PAGE TEXT:
▽

Oskar S. am 27 Feb. 2024
Bearbeitet: Voss am 27 Feb. 2024
The function will take in two inputs and return one output. The function will be assessed by running the code: "yt=grow_population(y0,t);" for chosen values of a vector y0 and a scalar t. The vector y0 is a 6 X 1 vector that contains the initial populations of the 6 cities from the map (the first entry is A, the second is B, etc). The scalar t determines how many years of growth to compute. The change in city populations resulting from population growth can be found in the image above.
Inputs:
  1. a vector of size 6 X 1 for the initial population sizes of the 6 cities (the first entry is A, the second is B, etc)
  2. a scalar value for the number of years
Outputs:
  1. a vector of size 6 X 1 that gives the population sizes resulting from t years of growth.
How did I think ?
function yt = grow_population(y0, t)
% y0 is a 6 x 1 vector of initial city populations
y0 = [100; 300; 500; 125; 100; 200];
% t is the number of years of growth
t = 3;
% Defining growth factors from a to f
a = 1.0;
b = 0.8;
c = 1.1;
d = 1.1;
e = 1.3;
f = 0.9;
% Creating a vector of growth factors
variables = [a; b; c; d; e; f];
% Calculating population growth
yt = (y0 .* (variables.^t));
% Displaying the result
disp('The population yt is: ');
disp(yt);
end
What is the problem in here ? Thank you for helping.

△

DATA LISTING:
▽

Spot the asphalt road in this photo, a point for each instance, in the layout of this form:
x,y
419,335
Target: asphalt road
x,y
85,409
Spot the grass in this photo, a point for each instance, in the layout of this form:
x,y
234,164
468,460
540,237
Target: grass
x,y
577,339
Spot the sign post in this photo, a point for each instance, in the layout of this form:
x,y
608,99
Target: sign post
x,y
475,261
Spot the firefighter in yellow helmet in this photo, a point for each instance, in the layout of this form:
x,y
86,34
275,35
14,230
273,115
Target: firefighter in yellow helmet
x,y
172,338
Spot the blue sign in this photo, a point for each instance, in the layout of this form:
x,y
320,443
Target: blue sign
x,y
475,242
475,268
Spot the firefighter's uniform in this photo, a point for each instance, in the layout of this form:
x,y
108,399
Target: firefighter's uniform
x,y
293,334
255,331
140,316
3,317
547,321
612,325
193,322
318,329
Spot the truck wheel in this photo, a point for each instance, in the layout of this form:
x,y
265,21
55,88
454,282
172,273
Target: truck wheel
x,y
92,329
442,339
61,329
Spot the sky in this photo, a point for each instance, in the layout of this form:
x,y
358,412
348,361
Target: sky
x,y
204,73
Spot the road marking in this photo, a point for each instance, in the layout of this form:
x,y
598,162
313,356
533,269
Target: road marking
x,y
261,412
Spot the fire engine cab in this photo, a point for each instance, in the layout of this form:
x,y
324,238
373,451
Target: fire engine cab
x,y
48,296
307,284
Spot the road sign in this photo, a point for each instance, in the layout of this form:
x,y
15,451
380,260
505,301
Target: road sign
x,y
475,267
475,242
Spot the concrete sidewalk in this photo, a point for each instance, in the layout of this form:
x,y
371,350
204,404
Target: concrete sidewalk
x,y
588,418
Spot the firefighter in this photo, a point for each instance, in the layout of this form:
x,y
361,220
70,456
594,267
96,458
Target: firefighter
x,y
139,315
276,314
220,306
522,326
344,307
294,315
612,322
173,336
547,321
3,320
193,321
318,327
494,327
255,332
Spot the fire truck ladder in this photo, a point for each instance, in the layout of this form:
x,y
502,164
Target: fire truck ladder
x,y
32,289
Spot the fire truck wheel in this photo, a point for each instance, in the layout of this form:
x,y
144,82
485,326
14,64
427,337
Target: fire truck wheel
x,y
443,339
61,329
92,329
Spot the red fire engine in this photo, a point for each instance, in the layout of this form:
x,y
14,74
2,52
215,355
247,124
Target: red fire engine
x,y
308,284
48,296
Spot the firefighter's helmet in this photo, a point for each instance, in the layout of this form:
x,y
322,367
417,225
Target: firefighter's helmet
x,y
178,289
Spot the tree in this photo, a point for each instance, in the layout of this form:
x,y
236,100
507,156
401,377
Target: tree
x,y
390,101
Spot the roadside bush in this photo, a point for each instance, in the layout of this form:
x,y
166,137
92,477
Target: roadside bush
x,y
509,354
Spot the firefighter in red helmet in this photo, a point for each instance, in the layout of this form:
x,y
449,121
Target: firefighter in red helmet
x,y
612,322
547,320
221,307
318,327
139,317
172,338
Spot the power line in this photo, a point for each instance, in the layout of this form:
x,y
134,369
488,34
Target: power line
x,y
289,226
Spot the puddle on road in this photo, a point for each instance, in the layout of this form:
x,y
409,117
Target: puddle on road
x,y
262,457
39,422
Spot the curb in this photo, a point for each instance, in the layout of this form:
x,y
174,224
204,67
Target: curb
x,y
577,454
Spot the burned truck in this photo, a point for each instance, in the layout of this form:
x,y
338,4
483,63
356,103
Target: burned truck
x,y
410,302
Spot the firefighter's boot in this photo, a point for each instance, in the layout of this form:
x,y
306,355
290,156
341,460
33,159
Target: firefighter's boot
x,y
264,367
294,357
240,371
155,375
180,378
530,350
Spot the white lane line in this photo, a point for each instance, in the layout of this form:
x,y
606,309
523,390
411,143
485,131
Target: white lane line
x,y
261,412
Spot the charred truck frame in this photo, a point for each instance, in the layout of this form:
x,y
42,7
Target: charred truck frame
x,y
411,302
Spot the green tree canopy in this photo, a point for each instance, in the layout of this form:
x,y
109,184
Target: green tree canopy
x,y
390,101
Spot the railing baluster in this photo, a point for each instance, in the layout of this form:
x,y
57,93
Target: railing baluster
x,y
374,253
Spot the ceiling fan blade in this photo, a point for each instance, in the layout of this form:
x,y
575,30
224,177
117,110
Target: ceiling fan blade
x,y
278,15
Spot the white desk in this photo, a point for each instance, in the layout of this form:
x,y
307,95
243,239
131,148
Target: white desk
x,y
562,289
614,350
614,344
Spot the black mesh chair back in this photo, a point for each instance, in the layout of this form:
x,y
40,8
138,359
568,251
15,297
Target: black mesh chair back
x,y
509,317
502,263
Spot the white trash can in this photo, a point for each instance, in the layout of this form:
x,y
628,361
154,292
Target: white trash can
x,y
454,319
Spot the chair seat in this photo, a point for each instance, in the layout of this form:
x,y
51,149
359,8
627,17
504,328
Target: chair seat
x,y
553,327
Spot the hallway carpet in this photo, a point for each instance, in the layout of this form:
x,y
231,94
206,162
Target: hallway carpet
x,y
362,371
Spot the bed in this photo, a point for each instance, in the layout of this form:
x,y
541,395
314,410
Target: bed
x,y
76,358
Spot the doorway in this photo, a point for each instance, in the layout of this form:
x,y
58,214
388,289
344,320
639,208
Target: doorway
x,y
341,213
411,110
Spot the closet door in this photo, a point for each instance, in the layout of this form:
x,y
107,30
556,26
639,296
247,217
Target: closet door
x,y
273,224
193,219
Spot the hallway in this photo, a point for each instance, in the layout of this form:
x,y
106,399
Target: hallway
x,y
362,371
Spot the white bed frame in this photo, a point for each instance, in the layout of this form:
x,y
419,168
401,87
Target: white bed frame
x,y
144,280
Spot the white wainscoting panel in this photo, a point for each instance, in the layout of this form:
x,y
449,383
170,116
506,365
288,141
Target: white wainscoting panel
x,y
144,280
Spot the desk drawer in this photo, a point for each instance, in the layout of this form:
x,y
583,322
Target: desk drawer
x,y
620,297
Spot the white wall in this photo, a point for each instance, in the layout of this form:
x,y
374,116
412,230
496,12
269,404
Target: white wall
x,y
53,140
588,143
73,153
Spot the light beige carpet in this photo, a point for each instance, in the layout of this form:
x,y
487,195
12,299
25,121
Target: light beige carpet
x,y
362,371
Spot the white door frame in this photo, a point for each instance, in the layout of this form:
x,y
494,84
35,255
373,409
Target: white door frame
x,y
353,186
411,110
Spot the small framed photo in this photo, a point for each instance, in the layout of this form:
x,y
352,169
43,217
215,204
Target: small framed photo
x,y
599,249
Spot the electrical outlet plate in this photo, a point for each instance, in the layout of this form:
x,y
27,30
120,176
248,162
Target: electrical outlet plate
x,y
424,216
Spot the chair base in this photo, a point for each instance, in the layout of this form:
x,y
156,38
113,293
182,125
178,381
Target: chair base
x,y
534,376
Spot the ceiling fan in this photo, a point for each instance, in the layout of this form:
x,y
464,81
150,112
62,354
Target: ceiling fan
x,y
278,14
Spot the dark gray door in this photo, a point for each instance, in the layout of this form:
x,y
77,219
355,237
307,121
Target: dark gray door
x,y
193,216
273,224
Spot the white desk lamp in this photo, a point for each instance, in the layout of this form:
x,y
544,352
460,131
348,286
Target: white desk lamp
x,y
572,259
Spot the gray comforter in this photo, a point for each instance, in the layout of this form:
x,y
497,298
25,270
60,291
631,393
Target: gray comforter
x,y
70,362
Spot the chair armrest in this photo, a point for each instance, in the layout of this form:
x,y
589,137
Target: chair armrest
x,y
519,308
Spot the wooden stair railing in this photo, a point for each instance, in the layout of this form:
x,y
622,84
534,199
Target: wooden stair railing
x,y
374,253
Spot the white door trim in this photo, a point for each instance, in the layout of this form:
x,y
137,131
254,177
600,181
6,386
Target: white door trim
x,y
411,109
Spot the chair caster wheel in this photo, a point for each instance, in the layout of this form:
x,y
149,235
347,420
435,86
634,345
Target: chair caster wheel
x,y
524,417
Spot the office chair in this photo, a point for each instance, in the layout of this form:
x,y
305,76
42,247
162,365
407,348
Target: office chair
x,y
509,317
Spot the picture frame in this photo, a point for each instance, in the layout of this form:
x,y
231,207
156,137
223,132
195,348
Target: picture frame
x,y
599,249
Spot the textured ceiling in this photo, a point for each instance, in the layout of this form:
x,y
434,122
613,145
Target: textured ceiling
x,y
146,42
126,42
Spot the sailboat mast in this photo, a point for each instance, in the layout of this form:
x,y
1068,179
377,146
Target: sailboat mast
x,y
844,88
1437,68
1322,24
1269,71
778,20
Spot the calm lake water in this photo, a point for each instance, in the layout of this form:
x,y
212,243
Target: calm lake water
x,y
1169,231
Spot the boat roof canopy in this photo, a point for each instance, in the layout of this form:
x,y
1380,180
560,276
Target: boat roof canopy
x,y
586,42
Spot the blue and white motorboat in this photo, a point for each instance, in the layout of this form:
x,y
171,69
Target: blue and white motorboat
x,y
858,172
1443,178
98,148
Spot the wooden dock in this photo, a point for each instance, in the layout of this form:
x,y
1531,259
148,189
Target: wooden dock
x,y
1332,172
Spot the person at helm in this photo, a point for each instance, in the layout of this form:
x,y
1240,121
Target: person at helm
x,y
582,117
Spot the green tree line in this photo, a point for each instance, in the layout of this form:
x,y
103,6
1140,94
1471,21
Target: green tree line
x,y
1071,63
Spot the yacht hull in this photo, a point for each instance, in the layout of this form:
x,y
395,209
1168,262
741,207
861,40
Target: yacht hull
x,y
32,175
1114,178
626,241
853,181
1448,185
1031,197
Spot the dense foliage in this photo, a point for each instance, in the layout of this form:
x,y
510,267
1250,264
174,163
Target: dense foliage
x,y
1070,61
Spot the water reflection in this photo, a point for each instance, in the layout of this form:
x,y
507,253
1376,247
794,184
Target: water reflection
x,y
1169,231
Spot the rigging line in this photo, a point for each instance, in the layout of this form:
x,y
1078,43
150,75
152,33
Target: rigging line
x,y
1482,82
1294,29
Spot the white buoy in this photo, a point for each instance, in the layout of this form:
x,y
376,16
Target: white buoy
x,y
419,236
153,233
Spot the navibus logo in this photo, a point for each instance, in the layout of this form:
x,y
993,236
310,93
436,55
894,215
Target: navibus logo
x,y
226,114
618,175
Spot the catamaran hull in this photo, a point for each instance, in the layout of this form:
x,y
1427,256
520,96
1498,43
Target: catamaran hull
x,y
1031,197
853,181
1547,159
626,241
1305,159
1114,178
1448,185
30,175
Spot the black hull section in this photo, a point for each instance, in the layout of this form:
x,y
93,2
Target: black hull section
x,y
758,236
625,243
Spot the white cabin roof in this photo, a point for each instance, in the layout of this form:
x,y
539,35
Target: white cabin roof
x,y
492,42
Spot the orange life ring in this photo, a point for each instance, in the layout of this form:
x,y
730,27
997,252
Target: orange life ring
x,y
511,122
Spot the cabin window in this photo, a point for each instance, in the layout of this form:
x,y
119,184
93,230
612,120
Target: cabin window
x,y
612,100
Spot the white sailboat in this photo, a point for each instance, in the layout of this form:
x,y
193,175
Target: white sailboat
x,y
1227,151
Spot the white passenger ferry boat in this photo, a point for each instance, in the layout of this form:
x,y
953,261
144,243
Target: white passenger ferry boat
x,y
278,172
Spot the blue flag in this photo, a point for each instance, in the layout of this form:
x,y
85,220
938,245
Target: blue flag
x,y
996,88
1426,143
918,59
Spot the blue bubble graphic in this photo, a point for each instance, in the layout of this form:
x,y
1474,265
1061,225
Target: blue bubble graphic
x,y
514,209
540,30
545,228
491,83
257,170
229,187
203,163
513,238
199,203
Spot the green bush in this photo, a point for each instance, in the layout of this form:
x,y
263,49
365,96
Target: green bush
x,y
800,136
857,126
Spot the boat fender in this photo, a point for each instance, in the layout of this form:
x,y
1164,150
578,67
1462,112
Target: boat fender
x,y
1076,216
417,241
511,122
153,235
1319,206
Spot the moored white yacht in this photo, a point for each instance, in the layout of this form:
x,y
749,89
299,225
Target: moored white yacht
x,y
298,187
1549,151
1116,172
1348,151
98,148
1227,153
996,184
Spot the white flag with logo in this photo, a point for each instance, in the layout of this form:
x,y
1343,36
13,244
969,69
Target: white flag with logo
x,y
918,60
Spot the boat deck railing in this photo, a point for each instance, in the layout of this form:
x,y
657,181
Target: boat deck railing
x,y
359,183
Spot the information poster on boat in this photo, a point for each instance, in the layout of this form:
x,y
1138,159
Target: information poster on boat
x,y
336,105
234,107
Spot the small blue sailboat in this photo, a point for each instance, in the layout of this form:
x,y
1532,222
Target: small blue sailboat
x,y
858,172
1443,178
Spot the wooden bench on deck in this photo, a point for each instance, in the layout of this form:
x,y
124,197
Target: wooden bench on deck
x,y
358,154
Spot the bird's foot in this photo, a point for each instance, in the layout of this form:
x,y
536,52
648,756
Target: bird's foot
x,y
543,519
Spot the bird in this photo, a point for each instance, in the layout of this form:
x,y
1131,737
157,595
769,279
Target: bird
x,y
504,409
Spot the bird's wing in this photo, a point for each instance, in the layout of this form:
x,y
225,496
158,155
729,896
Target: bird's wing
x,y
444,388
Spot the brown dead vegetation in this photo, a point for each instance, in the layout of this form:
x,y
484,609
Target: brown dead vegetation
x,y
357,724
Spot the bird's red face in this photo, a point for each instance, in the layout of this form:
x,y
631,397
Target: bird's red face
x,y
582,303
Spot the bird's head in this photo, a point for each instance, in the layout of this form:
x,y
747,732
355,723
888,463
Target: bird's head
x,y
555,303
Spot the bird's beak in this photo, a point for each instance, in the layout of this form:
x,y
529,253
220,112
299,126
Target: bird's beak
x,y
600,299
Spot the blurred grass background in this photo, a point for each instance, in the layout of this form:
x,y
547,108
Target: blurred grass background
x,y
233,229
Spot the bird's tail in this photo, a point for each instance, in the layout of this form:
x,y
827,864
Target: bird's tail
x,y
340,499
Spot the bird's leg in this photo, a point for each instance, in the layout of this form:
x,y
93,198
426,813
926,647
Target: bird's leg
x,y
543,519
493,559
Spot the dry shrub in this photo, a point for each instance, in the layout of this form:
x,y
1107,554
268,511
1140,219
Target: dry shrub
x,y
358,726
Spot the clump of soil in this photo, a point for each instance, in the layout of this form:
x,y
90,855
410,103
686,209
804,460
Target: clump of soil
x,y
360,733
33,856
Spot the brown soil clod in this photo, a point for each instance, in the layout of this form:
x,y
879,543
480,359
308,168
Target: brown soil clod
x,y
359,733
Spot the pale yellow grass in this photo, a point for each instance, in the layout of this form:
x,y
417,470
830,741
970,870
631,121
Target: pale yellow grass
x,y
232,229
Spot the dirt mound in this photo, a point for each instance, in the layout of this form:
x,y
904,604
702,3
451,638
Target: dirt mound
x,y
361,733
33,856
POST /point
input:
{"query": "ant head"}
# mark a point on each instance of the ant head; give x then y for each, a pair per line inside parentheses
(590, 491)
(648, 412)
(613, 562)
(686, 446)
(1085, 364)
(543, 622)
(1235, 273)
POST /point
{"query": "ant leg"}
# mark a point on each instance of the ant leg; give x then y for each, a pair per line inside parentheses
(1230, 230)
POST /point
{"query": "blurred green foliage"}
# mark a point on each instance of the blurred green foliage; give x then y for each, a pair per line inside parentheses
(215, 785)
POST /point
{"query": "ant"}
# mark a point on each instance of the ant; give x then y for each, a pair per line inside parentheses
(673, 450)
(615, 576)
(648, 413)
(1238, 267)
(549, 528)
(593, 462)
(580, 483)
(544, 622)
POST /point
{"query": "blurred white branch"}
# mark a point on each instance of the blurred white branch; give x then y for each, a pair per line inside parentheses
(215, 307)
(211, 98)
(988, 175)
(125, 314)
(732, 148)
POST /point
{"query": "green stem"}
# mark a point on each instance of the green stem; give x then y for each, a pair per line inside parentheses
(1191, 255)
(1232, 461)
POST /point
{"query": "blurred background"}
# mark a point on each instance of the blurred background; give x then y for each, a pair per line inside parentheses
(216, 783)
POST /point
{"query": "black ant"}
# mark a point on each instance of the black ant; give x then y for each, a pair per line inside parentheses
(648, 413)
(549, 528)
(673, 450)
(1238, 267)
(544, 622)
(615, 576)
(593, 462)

△

LIST OF TASKS:
- 1) Reproduce the forum post about the population growth function in full, keeping every line identical to the original.
- 2) Find each line in the listing that contains the word "panel", matching case exactly, and copy those lines.

OUTPUTS BY TASK:
- 1)
Oskar S. am 27 Feb. 2024
Bearbeitet: Voss am 27 Feb. 2024
The function will take in two inputs and return one output. The function will be assessed by running the code: "yt=grow_population(y0,t);" for chosen values of a vector y0 and a scalar t. The vector y0 is a 6 X 1 vector that contains the initial populations of the 6 cities from the map (the first entry is A, the second is B, etc). The scalar t determines how many years of growth to compute. The change in city populations resulting from population growth can be found in the image above.
Inputs:
  1. a vector of size 6 X 1 for the initial population sizes of the 6 cities (the first entry is A, the second is B, etc)
  2. a scalar value for the number of years
Outputs:
  1. a vector of size 6 X 1 that gives the population sizes resulting from t years of growth.
How did I think ?
function yt = grow_population(y0, t)
% y0 is a 6 x 1 vector of initial city populations
y0 = [100; 300; 500; 125; 100; 200];
% t is the number of years of growth
t = 3;
% Defining growth factors from a to f
a = 1.0;
b = 0.8;
c = 1.1;
d = 1.1;
e = 1.3;
f = 0.9;
% Creating a vector of growth factors
variables = [a; b; c; d; e; f];
% Calculating population growth
yt = (y0 .* (variables.^t));
% Displaying the result
disp('The population yt is: ');
disp(yt);
end
What is the problem in here ? Thank you for helping.

- 2)
Spot the white wainscoting panel in this photo, a point for each instance, in the layout of this form:
Target: white wainscoting panel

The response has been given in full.